### DIRECTION 1
How many lines of the entries contain the string "shirt"? Reply with the number alone.

### SOURCE EXTRACT

# Is this a scam?



## Timlee252525 (Apr 14, 2020)

Scam?


----------



## Illini (Mar 14, 2019)

Yes.


----------



## BestInDaWest (Apr 8, 2021)

maybe...check the info without giving them any until you are satisfied


----------



## FLKeys (Dec 27, 2018)

Found this online. The link from this page is different then your link.

Beware, however worth investigating online not from a link sent to you from an unknow party.





__





Marko v. DoorDash - Home


Marko v. DoorDash



www.doordashclasssettlement.com


----------



## Wildgoose (Feb 11, 2019)

I don't think so since this URL is secured. ( http without "s" is unsecured and any one could create a scam website but https with "s" is secured. Only trusted legitimate company could register for this.


----------



## Wildgoose (Feb 11, 2019)

Timlee252525 said:


> Scam?
> View attachment 613291


I believe that it is legitimate since URL is secured. http with "s" is secured website and only legitimate company could register for that.

### DIRECTION 2
Continue the forum thread asking whether the DoorDash settlement link is a scam, starting right after its final post.

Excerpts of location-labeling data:
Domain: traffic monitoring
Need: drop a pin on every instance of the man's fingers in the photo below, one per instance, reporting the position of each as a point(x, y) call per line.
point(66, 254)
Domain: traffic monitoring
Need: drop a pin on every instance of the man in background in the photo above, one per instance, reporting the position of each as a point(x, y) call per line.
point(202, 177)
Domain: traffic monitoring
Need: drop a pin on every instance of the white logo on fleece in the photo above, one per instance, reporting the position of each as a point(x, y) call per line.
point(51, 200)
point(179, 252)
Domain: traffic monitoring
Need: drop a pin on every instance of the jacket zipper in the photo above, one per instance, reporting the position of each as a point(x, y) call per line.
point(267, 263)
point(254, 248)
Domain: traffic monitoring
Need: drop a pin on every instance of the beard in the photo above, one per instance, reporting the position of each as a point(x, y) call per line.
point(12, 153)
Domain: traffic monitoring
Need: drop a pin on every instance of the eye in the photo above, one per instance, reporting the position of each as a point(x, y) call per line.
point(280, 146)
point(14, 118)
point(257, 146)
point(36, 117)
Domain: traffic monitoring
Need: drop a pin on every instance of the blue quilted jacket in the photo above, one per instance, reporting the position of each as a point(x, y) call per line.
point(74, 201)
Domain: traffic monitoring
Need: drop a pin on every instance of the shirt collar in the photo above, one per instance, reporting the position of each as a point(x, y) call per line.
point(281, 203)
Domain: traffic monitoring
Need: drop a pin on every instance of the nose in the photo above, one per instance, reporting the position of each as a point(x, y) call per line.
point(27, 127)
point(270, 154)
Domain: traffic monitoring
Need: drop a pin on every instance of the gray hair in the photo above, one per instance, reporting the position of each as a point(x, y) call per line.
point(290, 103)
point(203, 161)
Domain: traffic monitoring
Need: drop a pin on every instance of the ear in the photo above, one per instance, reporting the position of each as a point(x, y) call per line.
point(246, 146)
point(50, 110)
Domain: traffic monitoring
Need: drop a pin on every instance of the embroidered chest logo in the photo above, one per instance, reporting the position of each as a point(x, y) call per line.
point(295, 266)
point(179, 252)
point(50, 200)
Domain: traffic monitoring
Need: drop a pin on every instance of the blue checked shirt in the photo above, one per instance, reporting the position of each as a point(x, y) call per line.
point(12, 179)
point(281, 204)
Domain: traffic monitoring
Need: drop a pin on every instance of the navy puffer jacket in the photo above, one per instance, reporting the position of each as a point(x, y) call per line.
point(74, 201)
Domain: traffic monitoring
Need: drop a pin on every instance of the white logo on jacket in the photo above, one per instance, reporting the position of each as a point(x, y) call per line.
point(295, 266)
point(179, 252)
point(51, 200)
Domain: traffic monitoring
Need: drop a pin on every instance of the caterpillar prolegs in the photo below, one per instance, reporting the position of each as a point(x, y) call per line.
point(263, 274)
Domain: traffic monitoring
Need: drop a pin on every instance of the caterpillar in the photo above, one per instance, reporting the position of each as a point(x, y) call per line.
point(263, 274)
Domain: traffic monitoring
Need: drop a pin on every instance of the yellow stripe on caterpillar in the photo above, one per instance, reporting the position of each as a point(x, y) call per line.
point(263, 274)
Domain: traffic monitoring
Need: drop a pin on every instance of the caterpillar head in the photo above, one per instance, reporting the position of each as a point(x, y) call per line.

### TASK RESPONSE 1
2

### TASK RESPONSE 2
But ".is" means regional top level domain and it said the website is running in Iceland.


----------



## MikhailCA (Dec 8, 2019)

Wildgoose said:


> I believe that it is legitimate since URL is secured. http with "s" is secured website and only legitimate company could register for that.
> But ".is" means regional top level domain and it said the website is running in Iceland.


Lol, you are wrong about everything but it is legitimate url anyway.
1)You don’t need the company to get security certificate, it’s free pretty much.
2)There’s no requirements about company domain extension.
3)Iceland means what their website hosted on Amazon(in 99.9% cases )


----------



## Taxi2Uber (Jul 21, 2017)

Wildgoose said:


> I believe that it is legitimate since URL is secured. http with "s" is secured website and only legitimate company could register for that.
> But ".is" means regional top level domain and it said the website is running in Iceland.


Is ".isis" OK?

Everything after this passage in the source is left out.